**Goal:**
How many lines in the data below contain the string "person"? Case matters. Reply with the number alone.
-- Start --
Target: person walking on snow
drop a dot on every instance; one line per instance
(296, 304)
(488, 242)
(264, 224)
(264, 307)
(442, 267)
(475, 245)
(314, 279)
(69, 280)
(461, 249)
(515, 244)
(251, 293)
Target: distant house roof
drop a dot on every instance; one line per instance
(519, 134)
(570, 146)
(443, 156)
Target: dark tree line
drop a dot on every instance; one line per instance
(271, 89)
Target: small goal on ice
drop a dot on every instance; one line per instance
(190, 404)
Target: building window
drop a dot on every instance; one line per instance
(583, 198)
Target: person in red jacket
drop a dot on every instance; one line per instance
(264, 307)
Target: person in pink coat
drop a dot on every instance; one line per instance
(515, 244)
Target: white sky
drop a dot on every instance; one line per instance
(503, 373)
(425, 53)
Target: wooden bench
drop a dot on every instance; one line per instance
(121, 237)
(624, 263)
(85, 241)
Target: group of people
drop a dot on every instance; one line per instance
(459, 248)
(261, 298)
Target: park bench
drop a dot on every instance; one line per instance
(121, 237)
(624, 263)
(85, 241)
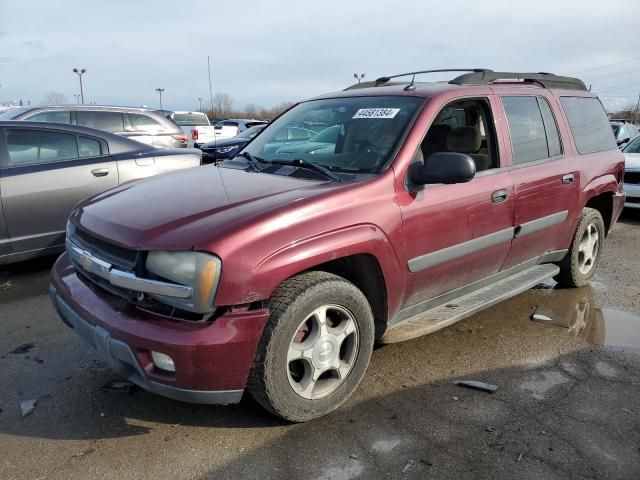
-- End --
**Response:**
3